● **Activity list**
1. Answer these questions using the Bernard Clavel biography.
(a) At what age did Clavel start work as a pastry cook apprentice?
(b) What was Clavel's first novel, and in what year was it published?
(c) For which book did Clavel win the Prix Goncourt, and in what year?
2. In the Bernard Clavel biography, turn the paragraph beginning "Clavel was born in Lons-le-Saunier" into a bulleted list that keeps its main facts.
3. Pick up the Bernard Clavel biography after its last line and keep writing it.

● **Document extract**
Bernard Charles Henri Clavel (/fr/; 29 May 1923 - 5 October 2010) was a French writer.

Clavel was born in Lons-le-Saunier. From a humble background, he was largely self-educated. He began working as a pastry cook apprentice when he was 14 years old. He later had several jobs until he began working as a journalist in the 1950s. After the war, he worked for the social insurance, and he could not dedicate himself to literature until 1964. He lived and worked in many places, and was living in Savoy at the time of his death.

His first novel was L'Ouvrier de la nuit (Night Worker, 1956). He later published works for young people and numerous novels, at times organised into series: La grande patience (The Great Patience, 4 volumes — 1962–1968), Les Colonnes du ciel (Heaven's Pillars, 5 volumes — 1976–1981), or Le Royaume du nord (Northern Kingdom, 6 volumes — 1983–1989).

In his writings, he employed simple language and attached importance to humble characters and to the defence of humanist values by questioning violence and war.

He died in Grenoble.

==Prizes and memberships==
- Prix Goncourt for Les Fruits de l'hiver: 1968
- Member of Académie Goncourt 1971-1977.
- Member of Coordination française pour la Décennie de la culture de paix et de non-violence.
- Member of Non-Violence XXI group since 2001.

● **Provided information**
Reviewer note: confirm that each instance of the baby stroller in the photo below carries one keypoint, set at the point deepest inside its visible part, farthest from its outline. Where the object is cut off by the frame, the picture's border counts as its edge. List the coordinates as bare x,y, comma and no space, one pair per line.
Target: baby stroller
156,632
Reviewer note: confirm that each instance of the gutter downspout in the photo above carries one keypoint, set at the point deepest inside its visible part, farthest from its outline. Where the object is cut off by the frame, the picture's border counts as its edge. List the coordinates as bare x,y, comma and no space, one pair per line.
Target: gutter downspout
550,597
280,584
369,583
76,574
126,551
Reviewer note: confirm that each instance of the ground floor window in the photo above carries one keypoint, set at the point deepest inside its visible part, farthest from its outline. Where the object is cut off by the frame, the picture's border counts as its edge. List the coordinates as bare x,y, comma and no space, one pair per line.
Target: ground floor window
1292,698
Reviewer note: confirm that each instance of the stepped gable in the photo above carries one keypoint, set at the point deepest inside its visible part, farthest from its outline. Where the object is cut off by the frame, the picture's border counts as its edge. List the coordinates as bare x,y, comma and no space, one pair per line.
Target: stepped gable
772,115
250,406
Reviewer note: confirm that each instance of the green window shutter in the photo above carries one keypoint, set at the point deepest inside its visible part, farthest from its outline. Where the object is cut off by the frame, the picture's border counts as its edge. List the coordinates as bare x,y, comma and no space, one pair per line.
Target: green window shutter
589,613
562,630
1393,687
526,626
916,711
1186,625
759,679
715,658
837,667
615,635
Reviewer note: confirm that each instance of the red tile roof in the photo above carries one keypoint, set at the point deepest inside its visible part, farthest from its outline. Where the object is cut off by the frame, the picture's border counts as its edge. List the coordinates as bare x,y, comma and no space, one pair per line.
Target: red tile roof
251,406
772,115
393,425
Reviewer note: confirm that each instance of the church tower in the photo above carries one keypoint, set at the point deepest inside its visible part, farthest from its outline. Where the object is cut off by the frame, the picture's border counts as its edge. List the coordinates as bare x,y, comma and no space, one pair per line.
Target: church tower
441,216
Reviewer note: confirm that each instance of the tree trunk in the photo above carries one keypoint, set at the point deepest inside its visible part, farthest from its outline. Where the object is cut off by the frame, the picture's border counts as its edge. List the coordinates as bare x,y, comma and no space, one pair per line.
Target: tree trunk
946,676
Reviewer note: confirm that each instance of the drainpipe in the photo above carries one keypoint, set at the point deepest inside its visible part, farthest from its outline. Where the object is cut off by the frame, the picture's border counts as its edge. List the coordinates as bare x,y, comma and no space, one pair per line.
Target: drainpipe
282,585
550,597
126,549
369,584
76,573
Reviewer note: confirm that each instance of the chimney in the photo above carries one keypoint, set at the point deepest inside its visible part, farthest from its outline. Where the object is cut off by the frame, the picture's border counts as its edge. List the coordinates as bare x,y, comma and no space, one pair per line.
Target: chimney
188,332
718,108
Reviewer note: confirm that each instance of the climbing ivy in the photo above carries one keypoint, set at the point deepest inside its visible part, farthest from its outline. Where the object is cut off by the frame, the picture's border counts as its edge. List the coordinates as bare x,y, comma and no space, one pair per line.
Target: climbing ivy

● **Numbered responses**
1.
(a) He was 14 years old.
(b) L'Ouvrier de la nuit (Night Worker), published in 1956.
(c) Les Fruits de l'hiver, in 1968.

2.
- Born in Lons-le-Saunier to a humble family; largely self-educated
- Became a pastry cook apprentice at age 14
- Held several jobs before becoming a journalist in the 1950s
- Worked for the social insurance after the war
- Could not devote himself to literature until 1964
- Lived and worked in many places; was living in Savoy when he died

3.
==Partial bibliography==
- Cargo pour l'enfer, 1993
- Malataverne, 1993
- L'Arbre qui chante
- Les Roses de Verdun
- Collection La Grande Patience
  1. La Maison des autres
  2. Celui qui voulait voir la mer
  3. Le Cœur des vivants
  4. Les Fruits de l'hiver
- Collection Les Colonnes du ciel
  1. La Saison des loups
  2. La Lumière du lac
  3. La Femme de guerre
  4. Marie Bon pain
  5. Compagnons du Nouveau Monde
- Collection Le Royaume du nord
  1. Harricana, 1983
  2. L'Or de la terre, 1984
  3. Miséréré, 1985
  4. Amarok, 1987
  5. L'Angélus du soir, 1988
  6. Maudits sauvages, 1989

== Film adaptations ==
- God's Thunder (1966), Denys de La Patellière, from the book Qui m'emporte.
- Le Voyage du père (1966), Denys de La Patellière.

== Television adaptations ==
- La Maison des autres (1977), Jean-Pierre Marchand Bernard Clavel.
- L'hercule sur la place.
- L'Espagnol (1967), directed by Jean Prat.
- Le Tambour du bief
- Le Silence des armes
- Malataverne
- La Bourelle
- Les colonnes du ciel, adaptation by Gabriel Axel in 5 episodes of 90 minutes.